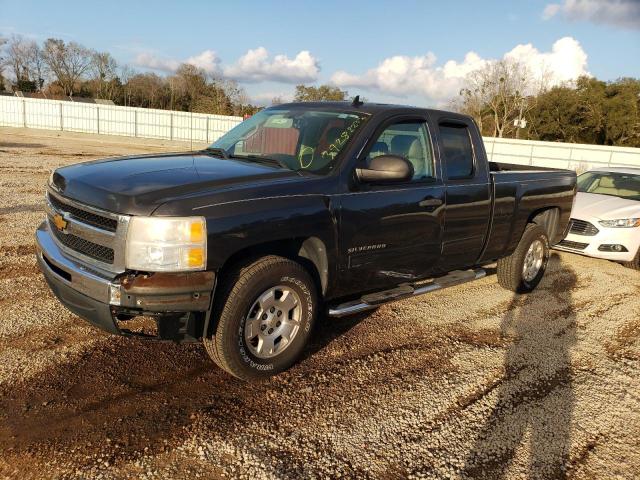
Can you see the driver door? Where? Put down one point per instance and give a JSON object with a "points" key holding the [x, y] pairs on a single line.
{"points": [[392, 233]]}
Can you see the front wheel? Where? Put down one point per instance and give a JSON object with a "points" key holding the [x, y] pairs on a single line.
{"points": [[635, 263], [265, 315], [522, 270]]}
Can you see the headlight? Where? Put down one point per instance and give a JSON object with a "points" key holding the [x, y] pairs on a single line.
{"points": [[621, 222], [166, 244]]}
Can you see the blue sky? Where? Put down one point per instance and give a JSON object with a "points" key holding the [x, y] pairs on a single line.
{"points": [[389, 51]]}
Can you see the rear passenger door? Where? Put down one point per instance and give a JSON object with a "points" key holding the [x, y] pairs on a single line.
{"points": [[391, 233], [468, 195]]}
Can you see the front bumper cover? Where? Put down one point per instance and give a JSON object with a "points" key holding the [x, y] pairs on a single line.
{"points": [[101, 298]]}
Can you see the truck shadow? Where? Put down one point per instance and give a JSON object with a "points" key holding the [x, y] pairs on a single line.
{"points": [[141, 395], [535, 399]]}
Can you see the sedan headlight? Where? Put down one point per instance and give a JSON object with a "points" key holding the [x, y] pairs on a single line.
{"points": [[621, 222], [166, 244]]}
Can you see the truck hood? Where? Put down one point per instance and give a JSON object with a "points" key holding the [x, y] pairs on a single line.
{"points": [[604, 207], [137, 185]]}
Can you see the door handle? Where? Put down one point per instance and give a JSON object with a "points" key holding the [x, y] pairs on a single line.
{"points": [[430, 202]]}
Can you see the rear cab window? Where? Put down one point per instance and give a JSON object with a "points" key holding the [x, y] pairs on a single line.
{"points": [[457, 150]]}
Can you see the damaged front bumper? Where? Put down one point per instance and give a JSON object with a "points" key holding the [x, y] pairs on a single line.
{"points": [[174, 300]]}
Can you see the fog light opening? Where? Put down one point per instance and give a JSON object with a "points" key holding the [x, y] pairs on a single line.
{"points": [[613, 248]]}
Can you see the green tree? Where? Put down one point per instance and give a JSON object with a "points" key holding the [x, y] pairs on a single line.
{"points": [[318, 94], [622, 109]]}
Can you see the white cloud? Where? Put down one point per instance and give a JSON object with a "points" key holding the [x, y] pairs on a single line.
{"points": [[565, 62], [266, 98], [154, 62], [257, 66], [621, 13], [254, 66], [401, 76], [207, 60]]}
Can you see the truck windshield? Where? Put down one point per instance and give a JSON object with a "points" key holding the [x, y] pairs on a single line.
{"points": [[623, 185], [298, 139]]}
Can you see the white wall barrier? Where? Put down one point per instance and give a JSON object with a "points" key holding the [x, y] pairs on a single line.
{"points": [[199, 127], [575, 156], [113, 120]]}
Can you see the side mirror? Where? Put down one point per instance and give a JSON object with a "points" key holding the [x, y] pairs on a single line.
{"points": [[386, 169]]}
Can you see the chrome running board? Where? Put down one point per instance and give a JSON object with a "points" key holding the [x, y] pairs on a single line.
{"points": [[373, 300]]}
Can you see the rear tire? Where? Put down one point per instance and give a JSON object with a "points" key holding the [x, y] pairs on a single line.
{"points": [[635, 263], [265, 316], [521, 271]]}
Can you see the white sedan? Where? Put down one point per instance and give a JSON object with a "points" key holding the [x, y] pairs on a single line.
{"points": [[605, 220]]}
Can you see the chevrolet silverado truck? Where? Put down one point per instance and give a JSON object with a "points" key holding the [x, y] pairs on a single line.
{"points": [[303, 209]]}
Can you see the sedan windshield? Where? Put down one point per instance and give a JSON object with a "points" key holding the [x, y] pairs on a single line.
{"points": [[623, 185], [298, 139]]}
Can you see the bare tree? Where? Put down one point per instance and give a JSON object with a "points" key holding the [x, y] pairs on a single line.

● ● ● ● ●

Format the lines above as a Markdown table with the columns "Row" and "Line text," numbering each row and omitting blank lines. Leave the pictures out.

| Row | Line text |
|---|---|
| 1 | Can you see the driver door? Where? Put down one point per instance and give a JSON object with a "points" key holding the [x, y] pairs on a single line. |
| 2 | {"points": [[392, 233]]} |
| 3 | Can you see the front wheel? Where? Put down one point per instance and give a JSON object with a "points" key holding the [x, y] pairs on a single line. |
| 4 | {"points": [[635, 263], [265, 315], [522, 270]]} |
| 5 | Can you see the headlight? Where? Put down one point per instance and give a JSON object with a "points" key holding the [x, y] pairs on a single line. |
| 6 | {"points": [[621, 222], [166, 244]]} |
| 7 | Can you see the blue sky? Where? Put down one point per instance and give a JSON object with a "points" key holding the [x, y] pairs on a single line. |
| 8 | {"points": [[389, 51]]} |
| 9 | Can you see the rear passenger door? Where? Put down one point per instance and give a JSON object with a "points" key holding the [x, y] pairs on a single line. |
| 10 | {"points": [[391, 233], [468, 195]]} |
| 11 | Can you see the front bumper cover? Where? Put down one point per instance and give a JSON object with a "points" key holding the [x, y] pairs on a single line. |
| 12 | {"points": [[101, 298]]} |
| 13 | Can you see the truck shadow? Where? Put down one point per instance and give a JSON object with a "points" key holding the [x, y] pairs on a single line. |
| 14 | {"points": [[141, 395], [535, 399]]} |
| 15 | Can you see the sedan headlight? Where? Put down one point per instance and give a JSON object with a "points" key holding the [x, y] pairs on a single line. |
| 16 | {"points": [[621, 222], [166, 244]]} |
| 17 | Can you see the truck hood? Where? Put down one point per instance and give a JSON object with a "points" key holding the [x, y] pairs on a single line. |
| 18 | {"points": [[604, 207], [137, 185]]} |
| 19 | Can you see the door handle? Where? Put down one point per instance and give a JSON object with a "points" key holding the [x, y] pairs on a single line. |
| 20 | {"points": [[430, 202]]} |
| 21 | Can you see the rear cab window? Where? Put down one point per instance and give a JSON object with a "points" key holding the [x, y] pairs on a single line. |
| 22 | {"points": [[457, 150]]} |
| 23 | Can you see the damaged front bumper? Where? Put down one point per instance and give a JSON object with a "points" key holding the [x, y] pairs on a single line. |
| 24 | {"points": [[174, 300]]} |
| 25 | Can you see the fog light opening? Where? Put down one point per instance and give a JSON object with a "points" key holding the [x, y] pairs on a single line. |
| 26 | {"points": [[613, 248]]} |
| 27 | Can you see the green tree? Where? Put down one point per instance and give a JSON object with a "points" key holding the [x, y] pairs on a single line. |
| 28 | {"points": [[318, 94], [622, 109]]} |
| 29 | Can you see the white cloud? Where? Put down one point per instance and give a JSON object with a "points" key holding the [x, y] pairs on a single line. |
| 30 | {"points": [[565, 62], [266, 98], [154, 62], [257, 66], [621, 13], [254, 66], [401, 76], [207, 60]]} |
| 31 | Can you see the truck windshield? Where? Put down one point per instance and give a JSON object with a "points" key holding the [x, y] pairs on a single line. |
| 32 | {"points": [[623, 185], [298, 139]]} |
| 33 | Can you see the white wall barrier? Where? Put down one point per instance and give a JSON object with a "points" key holding the [x, y] pairs on a single line. |
| 34 | {"points": [[199, 127], [575, 156], [113, 120]]} |
| 35 | Can you see the side mirror? Where? Put down one point per instance and give a JSON object with a "points" key holding the [x, y] pairs on a single line. |
| 36 | {"points": [[386, 169]]} |
| 37 | Can you see the chrome running board? Where? Put down one point per instance and give a JSON object with a "points" key holding the [x, y] pairs on a single line. |
| 38 | {"points": [[373, 300]]} |
| 39 | Can you see the rear tire? Where? Put down one point per instance and give a JSON object with a "points" key holding the [x, y] pairs on a single line. |
| 40 | {"points": [[635, 263], [265, 316], [521, 271]]} |
| 41 | Can you see the white sedan? Where? Put down one point per instance and give a JSON object with a "points" key holding the [x, y] pairs on a single line. |
| 42 | {"points": [[605, 220]]} |
| 43 | Can you see the chevrolet silverado truck? Where? Put down one point per instance and give a JSON object with a "points" key holding the [x, y] pairs on a single line. |
| 44 | {"points": [[303, 209]]} |
| 45 | Can you see the sedan windshield? Where? Put down one point per instance and give a JSON object with a "points" key holding the [x, y] pairs on a single line. |
| 46 | {"points": [[623, 185], [298, 139]]} |
| 47 | Can you see the bare tree? Where? Put down one point per instance and give a JSON object with a "points" key holding the [x, y] pairs on a single line. |